- _WORK REQUEST_:
Restate word for word the line containing "texture in the photo below." and all remaining lines of the entries below.

Excerpts from a dataset:
▽

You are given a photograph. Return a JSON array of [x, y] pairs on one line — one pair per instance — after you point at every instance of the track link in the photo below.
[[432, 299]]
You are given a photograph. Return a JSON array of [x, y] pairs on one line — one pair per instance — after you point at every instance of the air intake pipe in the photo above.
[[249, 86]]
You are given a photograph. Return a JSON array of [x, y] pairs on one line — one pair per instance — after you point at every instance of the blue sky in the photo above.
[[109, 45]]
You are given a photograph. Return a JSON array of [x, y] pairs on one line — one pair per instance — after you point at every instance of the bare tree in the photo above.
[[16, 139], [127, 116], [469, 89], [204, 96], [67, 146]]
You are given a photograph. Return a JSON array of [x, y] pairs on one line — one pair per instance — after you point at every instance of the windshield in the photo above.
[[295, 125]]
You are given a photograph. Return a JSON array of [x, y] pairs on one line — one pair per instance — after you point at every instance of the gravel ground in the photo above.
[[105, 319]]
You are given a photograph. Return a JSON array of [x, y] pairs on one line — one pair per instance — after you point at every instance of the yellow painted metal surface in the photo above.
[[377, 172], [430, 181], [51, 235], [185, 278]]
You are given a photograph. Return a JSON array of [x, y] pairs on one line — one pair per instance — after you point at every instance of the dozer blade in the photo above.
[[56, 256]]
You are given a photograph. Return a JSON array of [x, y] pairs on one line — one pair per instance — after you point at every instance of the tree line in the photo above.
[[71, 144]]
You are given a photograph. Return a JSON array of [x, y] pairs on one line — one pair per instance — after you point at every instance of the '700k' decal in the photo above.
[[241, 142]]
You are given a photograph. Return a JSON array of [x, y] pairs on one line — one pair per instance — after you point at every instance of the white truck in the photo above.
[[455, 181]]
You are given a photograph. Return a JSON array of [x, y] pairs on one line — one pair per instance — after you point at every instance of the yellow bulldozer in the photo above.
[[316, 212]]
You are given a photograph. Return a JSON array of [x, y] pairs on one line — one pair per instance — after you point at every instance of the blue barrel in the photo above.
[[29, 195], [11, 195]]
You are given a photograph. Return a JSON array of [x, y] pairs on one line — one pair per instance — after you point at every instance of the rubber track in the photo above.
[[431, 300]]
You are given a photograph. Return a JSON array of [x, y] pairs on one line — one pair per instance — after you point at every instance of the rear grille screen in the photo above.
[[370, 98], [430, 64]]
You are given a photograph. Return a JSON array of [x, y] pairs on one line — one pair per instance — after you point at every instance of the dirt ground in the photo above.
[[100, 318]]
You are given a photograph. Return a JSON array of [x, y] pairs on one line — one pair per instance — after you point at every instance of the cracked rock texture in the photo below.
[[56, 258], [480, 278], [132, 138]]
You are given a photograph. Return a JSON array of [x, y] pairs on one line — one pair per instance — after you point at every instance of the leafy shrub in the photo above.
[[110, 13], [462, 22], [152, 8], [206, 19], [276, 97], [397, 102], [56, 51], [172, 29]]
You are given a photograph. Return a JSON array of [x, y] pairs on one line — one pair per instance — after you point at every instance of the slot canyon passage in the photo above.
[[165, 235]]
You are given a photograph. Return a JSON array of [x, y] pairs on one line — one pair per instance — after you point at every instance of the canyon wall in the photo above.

△

- _RESULT_:
You are given a photograph. Return a JSON array of [x, y] pairs on one line — one pair per instance — after you point at every instance of the cracked rock texture in the photo below.
[[56, 258], [480, 278], [132, 138]]
You are given a photograph. Return a JSON array of [x, y] pairs on one line — one pair per instance — after you point at every instance of the leafy shrub in the photo above.
[[110, 13], [462, 22], [152, 8], [206, 19], [276, 97], [397, 102], [56, 51], [172, 29]]
You are given a photograph. Return a JSON array of [x, y] pairs on one line — one pair per instance — after you point at every instance of the slot canyon passage in the photo above.
[[165, 235]]
You are given a photograph. Return a JSON array of [x, y] pairs on one line — one pair per instance — after you point at every instance of the canyon wall in the photo above.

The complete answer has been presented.